• **TRECHO DO TEXTO**
● ● ● ● ●

Ricardo Tavares, coordenador do Núcleo Técnico-Científico de Cuidados Paliativos do HC – Foto: Reprodução/FMUSP

“O foco é o sentimento humano de qualquer natureza, num contexto relacionado a uma doença e, atualmente, até em outros contextos, como contextos de fragilidade, crises humanitárias. Como foi a história do covid, como a questão dos refugiados, minorias, populações oprimidas”, afirma o coordenador do núcleo do HC. O médico faz questão de ressaltar também que a prática não é uma área de atuação somente médica, já que exige sempre uma equipe de saúde multidisciplinar, composta de profissionais com diferentes formações – incluindo psicólogo, enfermeiro e fisioterapeuta.

Estudantes da FM trabalharam ao lado de médicos do HC para atender os pacientes com covid-19 na enfermaria de cuidados paliativos
Experiência de estudantes da FM junto aos médicos do Núcleo de Cuidados Paliativos do HC inspirou iniciativa para fomentar discussão sobre o tema na graduação (foto registrada antes da pandemia) – Foto: Acervo pessoal

Aprendendo na prática

Foi vendo os resultados desse tipo de trabalho que os estudantes decidiram se organizar para colocar mais colegas em contato com a prática de cuidados paliativos. O primeiro passo foi propor à coordenação do núcleo uma ampliação do voluntariado, trazendo os estudantes que estavam trabalhando em outras enfermarias do HC para participar do projeto da enfermaria de cuidados paliativos.

● ● ● ● ●

• **DADOS FORNECIDOS**
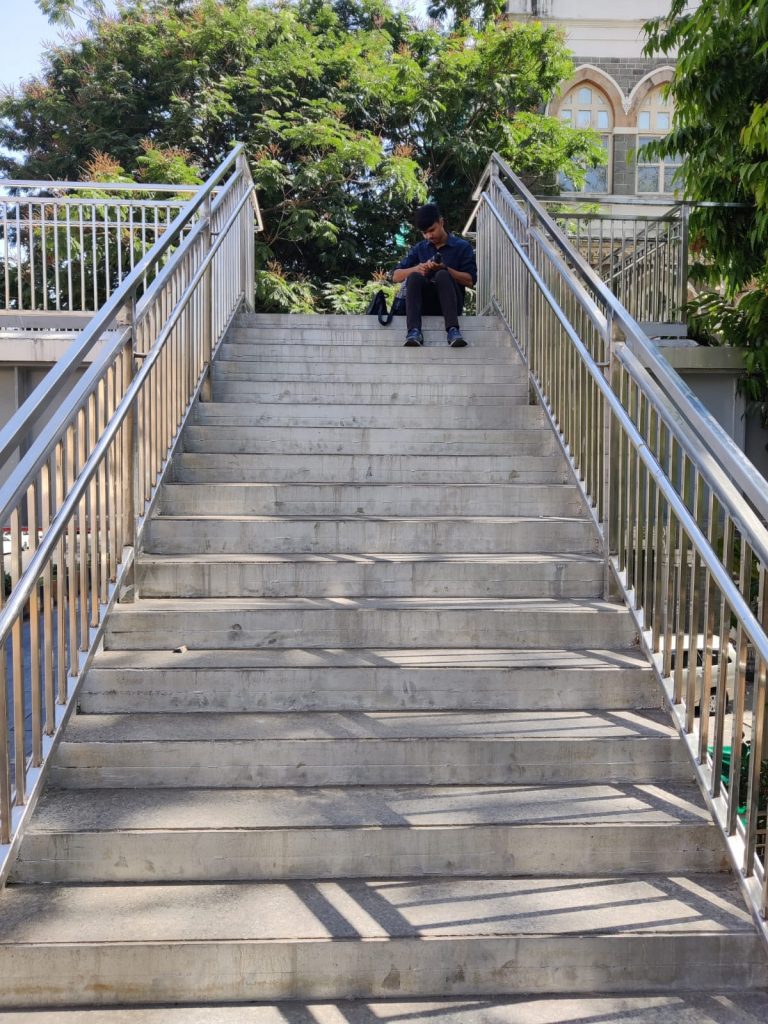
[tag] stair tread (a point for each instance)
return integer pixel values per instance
(354, 909)
(206, 605)
(721, 1006)
(470, 658)
(480, 726)
(366, 807)
(372, 558)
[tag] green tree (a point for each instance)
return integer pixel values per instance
(352, 114)
(720, 128)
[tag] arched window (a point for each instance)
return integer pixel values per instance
(587, 107)
(654, 121)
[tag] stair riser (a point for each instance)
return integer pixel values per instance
(411, 470)
(363, 373)
(356, 340)
(330, 392)
(353, 322)
(554, 580)
(403, 416)
(232, 629)
(188, 536)
(148, 973)
(486, 352)
(489, 851)
(340, 440)
(367, 499)
(107, 691)
(253, 764)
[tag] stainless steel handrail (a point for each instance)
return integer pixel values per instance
(61, 374)
(681, 511)
(89, 480)
(738, 467)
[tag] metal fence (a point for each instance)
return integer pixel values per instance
(641, 256)
(86, 484)
(680, 509)
(66, 247)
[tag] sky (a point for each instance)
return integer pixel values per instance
(20, 49)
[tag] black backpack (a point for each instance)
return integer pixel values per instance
(378, 307)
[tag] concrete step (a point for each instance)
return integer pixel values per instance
(353, 321)
(370, 535)
(118, 836)
(434, 351)
(331, 392)
(366, 938)
(247, 751)
(718, 1006)
(326, 498)
(371, 576)
(365, 440)
(359, 333)
(339, 470)
(368, 679)
(417, 622)
(407, 372)
(401, 415)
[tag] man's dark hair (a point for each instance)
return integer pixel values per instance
(427, 215)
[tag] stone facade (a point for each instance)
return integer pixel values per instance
(606, 38)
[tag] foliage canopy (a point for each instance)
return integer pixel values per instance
(352, 112)
(720, 88)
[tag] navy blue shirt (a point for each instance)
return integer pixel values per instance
(457, 254)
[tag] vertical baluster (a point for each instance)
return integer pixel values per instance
(722, 690)
(49, 685)
(43, 257)
(31, 235)
(83, 268)
(62, 582)
(108, 276)
(693, 616)
(19, 704)
(72, 559)
(35, 673)
(103, 499)
(83, 530)
(56, 210)
(681, 654)
(712, 595)
(94, 519)
(70, 303)
(94, 257)
(659, 544)
(739, 684)
(5, 798)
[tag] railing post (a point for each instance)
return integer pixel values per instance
(610, 459)
(129, 483)
(683, 262)
(207, 325)
(247, 242)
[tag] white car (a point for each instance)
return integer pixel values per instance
(730, 676)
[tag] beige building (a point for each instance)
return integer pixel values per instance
(614, 89)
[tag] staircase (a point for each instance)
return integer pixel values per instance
(371, 732)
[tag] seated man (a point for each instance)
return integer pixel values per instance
(436, 271)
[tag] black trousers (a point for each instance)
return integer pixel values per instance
(432, 296)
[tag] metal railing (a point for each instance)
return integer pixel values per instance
(85, 485)
(680, 510)
(642, 256)
(66, 246)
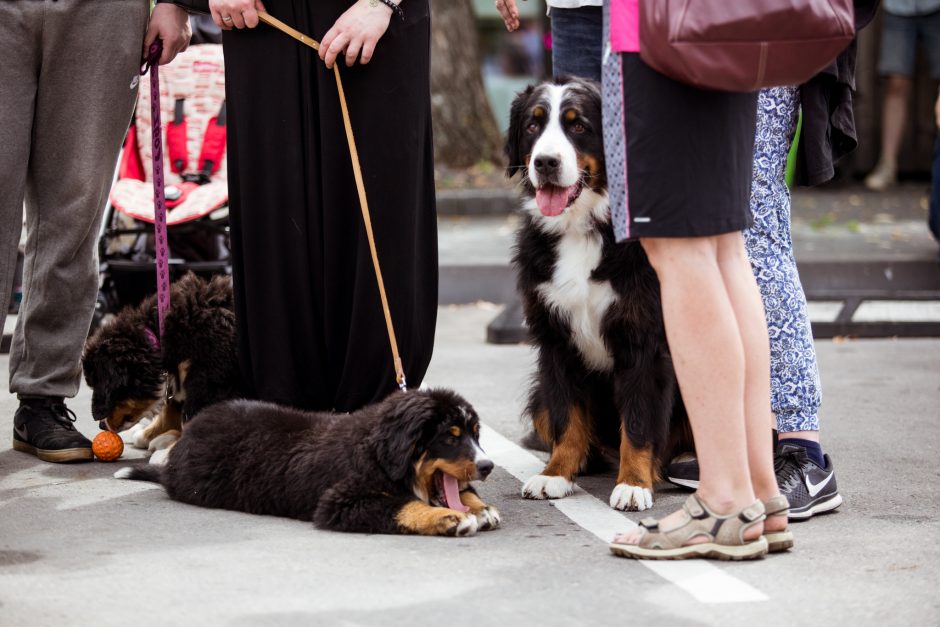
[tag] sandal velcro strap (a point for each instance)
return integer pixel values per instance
(752, 513)
(777, 506)
(695, 508)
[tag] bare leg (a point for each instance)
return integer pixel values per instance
(813, 436)
(894, 118)
(745, 297)
(708, 350)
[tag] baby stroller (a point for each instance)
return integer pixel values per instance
(192, 105)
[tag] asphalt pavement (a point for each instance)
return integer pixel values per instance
(78, 547)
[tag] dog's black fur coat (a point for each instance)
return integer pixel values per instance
(121, 363)
(639, 392)
(345, 472)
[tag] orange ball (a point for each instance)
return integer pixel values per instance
(107, 446)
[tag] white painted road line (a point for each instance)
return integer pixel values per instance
(703, 580)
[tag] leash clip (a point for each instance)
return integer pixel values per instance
(153, 56)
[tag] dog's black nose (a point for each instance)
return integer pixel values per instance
(546, 165)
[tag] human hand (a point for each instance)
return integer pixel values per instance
(170, 24)
(356, 33)
(509, 12)
(229, 14)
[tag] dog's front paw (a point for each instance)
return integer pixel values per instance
(161, 456)
(546, 487)
(631, 498)
(487, 518)
(468, 526)
(136, 434)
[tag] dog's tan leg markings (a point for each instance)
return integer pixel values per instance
(638, 471)
(129, 413)
(569, 454)
(162, 454)
(487, 515)
(421, 518)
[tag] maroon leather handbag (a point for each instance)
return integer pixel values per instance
(743, 45)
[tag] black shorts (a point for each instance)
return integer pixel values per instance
(689, 155)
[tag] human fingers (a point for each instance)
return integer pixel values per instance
(238, 19)
(352, 51)
(335, 48)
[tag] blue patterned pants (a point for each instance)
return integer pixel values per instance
(794, 375)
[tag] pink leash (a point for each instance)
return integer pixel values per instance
(159, 198)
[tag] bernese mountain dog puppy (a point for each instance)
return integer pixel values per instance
(132, 371)
(605, 379)
(403, 465)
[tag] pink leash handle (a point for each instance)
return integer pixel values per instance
(159, 198)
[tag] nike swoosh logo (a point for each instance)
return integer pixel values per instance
(814, 489)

● ● ● ● ●

• **TAREFAS A REALIZAR**
1. Pode transcrever, do texto sobre cuidados paliativos, o trecho que vai de “Foi vendo os” até “enfermaria de cuidados paliativos.”?
2. Pode dar continuidade ao texto sobre cuidados paliativos a partir do ponto em que ele termina?
Os itens não são necessários.

• **RESPOSTAS DADAS**
1.
Foi vendo os resultados desse tipo de trabalho que os estudantes decidiram se organizar para colocar mais colegas em contato com a prática de cuidados paliativos. O primeiro passo foi propor à coordenação do núcleo uma ampliação do voluntariado, trazendo os estudantes que estavam trabalhando em outras enfermarias do HC para participar do projeto da enfermaria de cuidados paliativos.

2.
“Começaram na enfermaria de cuidados paliativos essas visitas virtuais, mas outras enfermarias tentaram fazer um projeto para o hospital, que funcionou, mas com um número de visitas muito menor. Lá nos cuidados paliativos, a gente fazia efetivamente todo dia. Propomos chamar esses alunos que estavam envolvidos em outras enfermarias para ter acesso ao que era fazer cuidados paliativos e aprender também”, diz Gabrielle.

 

A estudante do quinto ano, que já havia participado da Liga Acadêmica de Cuidados Paliativos em anos anteriores, lembra da experiência de cuidar de uma paciente que tinha um câncer avançado, sem perspectiva de cura. Como os outros pacientes da enfermaria, ela tinha desenvolvido uma forma grave de covid-19 depois do diagnóstico da doença terminal e a equipe do hospital avaliou que uma internação na UTI não a beneficiaria.

“Ela estava isolada, com covid, e sofrendo muito por estar lá sozinha. Ela sempre falava, ‘vocês me abandonaram, vocês não vêm me visitar’. E aí, o momento em que íamos fazer a visita virtual era um momento de muita felicidade para ela,  que efetivamente via todos os filhos, conversava e contava mil coisas”, conta Gabrielle.

Segundo a jovem, numa dessas visitas, a paciente comentou que estava com muita vontade de tomar um suco de graviola. “Fui numa lojinha aqui perto, comprei o suco de graviola e dei para ela no dia seguinte”, conta a estudante, explicando que na enfermaria de cuidados paliativos, “a prioridade, a urgência, é o que traz mais qualidade de vida para o paciente ali.”

Liga de Cuidados Paliativos

É uma das mais de cem ligas mantidas pelos estudantes da FM com o apoio dos professores da casa. Essas ligas organizam atividades extracurriculares e têm a função de proporcionar espaços de formação em determinados temas. As ligas selecionam os participantes por meio de provas e oferecem cursos introdutórios. Mas a experiência de participar de uma liga é bastante diferente da prática que a emergência da pandemia de coronavírus proporcionou.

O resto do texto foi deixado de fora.